Data items
□ □ □ □ □

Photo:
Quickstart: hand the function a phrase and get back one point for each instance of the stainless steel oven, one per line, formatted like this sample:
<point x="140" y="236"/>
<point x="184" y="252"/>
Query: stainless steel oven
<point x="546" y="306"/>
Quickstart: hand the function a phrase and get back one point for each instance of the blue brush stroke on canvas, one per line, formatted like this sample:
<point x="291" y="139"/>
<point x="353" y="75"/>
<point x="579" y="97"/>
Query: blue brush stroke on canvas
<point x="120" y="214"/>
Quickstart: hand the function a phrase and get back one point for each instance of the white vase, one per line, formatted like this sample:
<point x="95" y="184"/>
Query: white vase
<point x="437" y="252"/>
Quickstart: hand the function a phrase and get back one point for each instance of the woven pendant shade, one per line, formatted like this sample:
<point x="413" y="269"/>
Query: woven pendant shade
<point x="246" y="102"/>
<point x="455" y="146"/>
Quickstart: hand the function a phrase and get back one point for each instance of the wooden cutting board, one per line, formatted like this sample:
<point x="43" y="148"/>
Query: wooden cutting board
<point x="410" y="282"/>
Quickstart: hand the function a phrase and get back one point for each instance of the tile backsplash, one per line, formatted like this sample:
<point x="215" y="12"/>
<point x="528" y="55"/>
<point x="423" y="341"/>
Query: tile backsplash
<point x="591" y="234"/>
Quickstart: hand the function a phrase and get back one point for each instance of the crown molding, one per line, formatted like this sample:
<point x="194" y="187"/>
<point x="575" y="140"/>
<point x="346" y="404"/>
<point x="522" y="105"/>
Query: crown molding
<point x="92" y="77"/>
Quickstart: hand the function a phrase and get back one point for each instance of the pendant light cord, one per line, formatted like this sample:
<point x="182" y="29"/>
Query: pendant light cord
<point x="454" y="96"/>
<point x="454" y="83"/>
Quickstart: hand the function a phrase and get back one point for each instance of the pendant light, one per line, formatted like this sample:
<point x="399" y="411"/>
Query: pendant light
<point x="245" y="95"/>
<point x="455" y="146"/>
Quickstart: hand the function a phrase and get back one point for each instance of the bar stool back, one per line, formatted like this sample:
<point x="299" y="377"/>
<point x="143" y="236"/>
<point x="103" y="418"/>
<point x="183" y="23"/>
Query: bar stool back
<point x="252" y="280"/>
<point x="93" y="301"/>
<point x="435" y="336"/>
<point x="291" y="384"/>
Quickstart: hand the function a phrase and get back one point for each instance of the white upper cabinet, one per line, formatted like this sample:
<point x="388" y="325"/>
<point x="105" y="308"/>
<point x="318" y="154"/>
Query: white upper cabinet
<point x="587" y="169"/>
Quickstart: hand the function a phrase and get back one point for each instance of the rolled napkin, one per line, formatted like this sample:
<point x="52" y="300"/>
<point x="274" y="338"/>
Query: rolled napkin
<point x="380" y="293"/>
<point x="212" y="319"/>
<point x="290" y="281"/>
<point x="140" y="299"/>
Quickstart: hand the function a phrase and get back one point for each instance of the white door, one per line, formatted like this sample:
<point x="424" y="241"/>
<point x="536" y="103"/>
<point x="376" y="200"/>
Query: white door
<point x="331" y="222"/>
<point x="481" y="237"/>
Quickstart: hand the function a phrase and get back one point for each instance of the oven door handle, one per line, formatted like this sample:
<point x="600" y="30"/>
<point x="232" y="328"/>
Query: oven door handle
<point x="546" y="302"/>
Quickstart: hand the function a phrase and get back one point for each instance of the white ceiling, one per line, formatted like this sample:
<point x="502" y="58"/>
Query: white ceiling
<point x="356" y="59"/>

□ □ □ □ □

▶ **Task goal**
Write out again the stretch from the line containing "white door, one" through the end of the records, requests included. Add -126 to every coordinate in the answers, but leave the numbers in the requests and their format samples unchanged.

▶ **Complete answer**
Quickstart: hand the function a phrase and get back one point for each instance of the white door, one per line, formatted like this sample:
<point x="424" y="241"/>
<point x="536" y="103"/>
<point x="376" y="200"/>
Query: white door
<point x="205" y="96"/>
<point x="355" y="111"/>
Quickstart: hand the function a phrase and get back one point for each instance of the oven door handle, one per line, formatted like this sample:
<point x="600" y="30"/>
<point x="232" y="328"/>
Query: oven door handle
<point x="420" y="176"/>
Quickstart: hand the function a phrase and get back one point for each instance of the white ceiling, one per line, formatted like this sample:
<point x="502" y="58"/>
Query: white ceiling
<point x="230" y="-67"/>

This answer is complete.